Segmentation labeling entries:
§ §
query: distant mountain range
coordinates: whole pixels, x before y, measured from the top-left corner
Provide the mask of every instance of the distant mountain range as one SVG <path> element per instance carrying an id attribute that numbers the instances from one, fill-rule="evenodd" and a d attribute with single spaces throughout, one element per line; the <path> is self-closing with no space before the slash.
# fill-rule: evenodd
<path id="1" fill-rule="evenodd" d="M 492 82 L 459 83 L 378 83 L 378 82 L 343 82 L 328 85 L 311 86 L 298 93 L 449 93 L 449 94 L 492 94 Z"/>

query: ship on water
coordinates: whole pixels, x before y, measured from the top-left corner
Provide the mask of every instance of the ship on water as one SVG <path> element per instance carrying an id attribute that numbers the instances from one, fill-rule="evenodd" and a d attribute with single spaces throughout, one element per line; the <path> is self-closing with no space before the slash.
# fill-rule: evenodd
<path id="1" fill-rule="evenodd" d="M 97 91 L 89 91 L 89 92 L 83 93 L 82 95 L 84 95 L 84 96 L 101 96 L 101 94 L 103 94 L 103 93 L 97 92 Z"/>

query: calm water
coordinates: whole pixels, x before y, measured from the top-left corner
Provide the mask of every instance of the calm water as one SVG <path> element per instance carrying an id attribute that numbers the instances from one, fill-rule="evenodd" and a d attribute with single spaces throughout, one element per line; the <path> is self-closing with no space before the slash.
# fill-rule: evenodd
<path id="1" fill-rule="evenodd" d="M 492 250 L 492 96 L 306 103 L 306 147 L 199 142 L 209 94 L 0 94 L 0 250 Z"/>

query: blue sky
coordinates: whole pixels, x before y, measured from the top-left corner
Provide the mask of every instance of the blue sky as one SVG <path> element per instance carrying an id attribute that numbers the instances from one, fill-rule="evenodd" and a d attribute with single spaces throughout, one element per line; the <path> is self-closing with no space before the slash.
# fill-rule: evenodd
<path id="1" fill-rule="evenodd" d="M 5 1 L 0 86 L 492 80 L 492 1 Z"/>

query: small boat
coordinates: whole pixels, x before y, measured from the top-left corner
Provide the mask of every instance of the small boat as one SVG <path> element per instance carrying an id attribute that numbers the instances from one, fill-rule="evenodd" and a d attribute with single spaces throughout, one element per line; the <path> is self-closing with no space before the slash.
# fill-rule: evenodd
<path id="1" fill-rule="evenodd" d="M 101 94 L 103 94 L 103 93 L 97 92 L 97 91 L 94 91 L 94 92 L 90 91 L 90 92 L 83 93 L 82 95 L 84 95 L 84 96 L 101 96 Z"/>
§ §
- [Task] Recast the records, from their first line through the line containing "492 250 L 492", inclusive, as a JSON list of strings with one string per line. Leave out blank lines.

- [Result for this exercise]
[
  "query: distant mountain range",
  "coordinates: whole pixels, x before y, measured from the top-left corner",
  "Provide the mask of every instance of the distant mountain range as one SVG <path> element per instance carrying an id attribute that numbers the instances from one, fill-rule=\"evenodd\" and a d attribute with single spaces throughout, one element per line; the <path> is self-closing with no space before the slash.",
  "# fill-rule: evenodd",
  "<path id=\"1\" fill-rule=\"evenodd\" d=\"M 492 82 L 459 83 L 378 83 L 378 82 L 343 82 L 328 85 L 311 86 L 298 93 L 449 93 L 449 94 L 492 94 Z\"/>",
  "query: ship on water",
  "coordinates: whole pixels, x before y, measured from the top-left corner",
  "Provide the mask of every instance of the ship on water as one SVG <path> element per instance carrying an id attribute that numbers the instances from one, fill-rule=\"evenodd\" and a d attribute with single spaces throughout, one element per line; the <path> is self-closing with no space before the slash.",
  "# fill-rule: evenodd",
  "<path id=\"1\" fill-rule=\"evenodd\" d=\"M 97 91 L 89 91 L 89 92 L 83 93 L 82 95 L 84 95 L 84 96 L 101 96 L 101 94 L 103 94 L 103 93 L 97 92 Z\"/>",
  "query: calm water",
  "coordinates: whole pixels, x before y, measured from the top-left corner",
  "Provide the mask of every instance of the calm water as one SVG <path> element per instance carrying an id attribute that numbers the instances from one, fill-rule=\"evenodd\" and a d attribute with single spaces throughout, one element per line; the <path> is self-closing with no space before the slash.",
  "# fill-rule: evenodd",
  "<path id=\"1\" fill-rule=\"evenodd\" d=\"M 492 250 L 492 96 L 306 103 L 306 147 L 199 142 L 209 94 L 0 94 L 0 250 Z\"/>"
]